<<<<

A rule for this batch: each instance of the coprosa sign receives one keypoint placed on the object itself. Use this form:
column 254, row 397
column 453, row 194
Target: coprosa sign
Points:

>>>>

YOUR TASK: Copy the records above word for word, keeping each line and its order unchanged.

EXERCISE ANSWER:
A rule for this batch: each instance of the coprosa sign receives one keypoint placed on the object itself. Use this form:
column 254, row 397
column 453, row 194
Target: coprosa sign
Points:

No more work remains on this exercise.